Start of MATERIAL FOR THE TASK

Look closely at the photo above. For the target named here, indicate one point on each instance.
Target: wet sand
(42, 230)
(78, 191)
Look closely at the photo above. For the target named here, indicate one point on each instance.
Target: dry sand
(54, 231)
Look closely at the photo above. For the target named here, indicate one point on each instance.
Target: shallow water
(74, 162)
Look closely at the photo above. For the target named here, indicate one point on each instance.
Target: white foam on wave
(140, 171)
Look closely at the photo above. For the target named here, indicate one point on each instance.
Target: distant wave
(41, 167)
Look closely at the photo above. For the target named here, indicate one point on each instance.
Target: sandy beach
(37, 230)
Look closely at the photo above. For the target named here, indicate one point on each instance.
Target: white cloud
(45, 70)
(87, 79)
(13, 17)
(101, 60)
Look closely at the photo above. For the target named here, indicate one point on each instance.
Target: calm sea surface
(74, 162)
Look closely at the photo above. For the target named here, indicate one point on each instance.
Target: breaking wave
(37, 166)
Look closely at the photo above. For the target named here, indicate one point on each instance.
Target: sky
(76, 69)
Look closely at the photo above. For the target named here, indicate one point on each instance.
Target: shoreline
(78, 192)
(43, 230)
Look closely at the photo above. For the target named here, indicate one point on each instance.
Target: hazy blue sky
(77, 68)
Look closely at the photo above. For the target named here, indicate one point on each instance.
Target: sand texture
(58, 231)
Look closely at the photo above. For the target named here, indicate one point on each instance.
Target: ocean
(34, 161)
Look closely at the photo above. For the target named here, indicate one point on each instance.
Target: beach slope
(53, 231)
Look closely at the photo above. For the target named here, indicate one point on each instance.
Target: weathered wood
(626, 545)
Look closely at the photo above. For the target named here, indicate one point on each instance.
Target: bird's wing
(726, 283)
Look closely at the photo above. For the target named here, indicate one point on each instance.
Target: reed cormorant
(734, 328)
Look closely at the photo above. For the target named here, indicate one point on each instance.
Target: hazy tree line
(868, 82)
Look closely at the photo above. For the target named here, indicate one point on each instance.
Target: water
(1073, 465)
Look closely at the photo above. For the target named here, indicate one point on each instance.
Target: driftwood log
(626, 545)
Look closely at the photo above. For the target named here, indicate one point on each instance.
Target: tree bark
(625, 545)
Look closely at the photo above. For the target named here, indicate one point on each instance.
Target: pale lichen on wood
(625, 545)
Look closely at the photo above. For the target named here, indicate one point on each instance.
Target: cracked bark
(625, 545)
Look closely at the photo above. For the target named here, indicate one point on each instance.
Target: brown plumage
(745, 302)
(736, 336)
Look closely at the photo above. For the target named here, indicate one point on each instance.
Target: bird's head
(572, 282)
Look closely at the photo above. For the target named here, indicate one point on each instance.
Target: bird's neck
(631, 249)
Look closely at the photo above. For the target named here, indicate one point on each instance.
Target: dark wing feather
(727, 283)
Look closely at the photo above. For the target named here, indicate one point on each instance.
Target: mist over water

End of MATERIAL FOR THE TASK

= DIRECTIONS =
Nothing but an exact copy of the records belongs in the answer.

= RESPONSE AREA =
Look closely at the photo above. For the target named here, indicate one point on each instance.
Target: wet sand
(42, 230)
(78, 191)
Look closely at the photo above. For the target named here, indicate one point on each instance.
Target: dry sand
(54, 231)
Look closely at the photo above. For the target named here, indicate one point on each instance.
Target: shallow water
(74, 162)
Look closely at the photo above. For the target named here, indicate one point on each instance.
Target: white foam on wave
(140, 171)
Look closely at the photo above. For the target named here, indicate one point on each instance.
Target: distant wave
(41, 167)
Look closely at the photo above. For the target named here, indicate one point on each instance.
Target: sandy beach
(37, 230)
Look closely at the photo above. For the target named here, indicate one point on each instance.
Target: white cloud
(45, 70)
(87, 79)
(13, 17)
(101, 60)
Look closely at the photo above. For the target named here, indicate one point on each instance.
Target: calm sea surface
(74, 162)
Look closely at the photo above. For the target named here, indicate one point on each instance.
Target: breaking wave
(37, 166)
Look closely at the photo above. For the target named here, indicate one point on each instance.
Target: sky
(76, 69)
Look closely at the photo above. For the target named here, indicate one point on each instance.
Target: shoreline
(78, 192)
(43, 230)
Look closely at the photo above. For the target named here, indicate one point on each instance.
Target: hazy blue sky
(77, 68)
Look closely at the photo above. For the target named here, indicate one point on each instance.
Target: sand texture
(58, 231)
Look closely at the photo above. For the target named here, indicate one point on each instance.
Target: ocean
(34, 161)
Look closely at the photo above. For the target named here, indicate one point on each instance.
Target: beach slope
(53, 231)
Look closely at the photo above. For the target named here, indicate one point on each instance.
Target: weathered wood
(626, 545)
Look closely at the photo above. For the target named here, indicate one point on each instance.
Target: bird's wing
(726, 283)
Look closely at the photo above. For the target named here, indicate one point on each instance.
Target: reed cormorant
(734, 328)
Look closely at the photo above. For the target named here, indicate one point on each instance.
Target: hazy tree line
(868, 82)
Look closely at the photo above. For the target named here, indicate one point on each instance.
Target: water
(1073, 465)
Look closely at the photo above. For the target named here, indicate one point on each instance.
Target: driftwood log
(626, 545)
Look closely at the photo above. For the target named here, indicate one point on each instance.
Target: tree bark
(625, 545)
Look closely at the photo above. For the target named here, indicate one point on each instance.
Target: pale lichen on wood
(625, 545)
Look closely at the photo above. For the target named here, indicate one point on each instance.
Target: cracked bark
(625, 545)
Look closely at the photo above. For the target named here, indicate one point on each instance.
Target: brown plumage
(745, 302)
(736, 336)
Look closely at the photo above. For the target named here, indicate one point on each instance.
Target: bird's head
(572, 282)
Look closely at the photo above. For the target named here, indicate one point on each instance.
Target: bird's neck
(631, 249)
Look closely at the photo above. For the target named here, indicate one point on each instance.
Target: dark wing feather
(727, 283)
Look closely at the photo above. For the target named here, indicate one point on each instance.
Target: mist over water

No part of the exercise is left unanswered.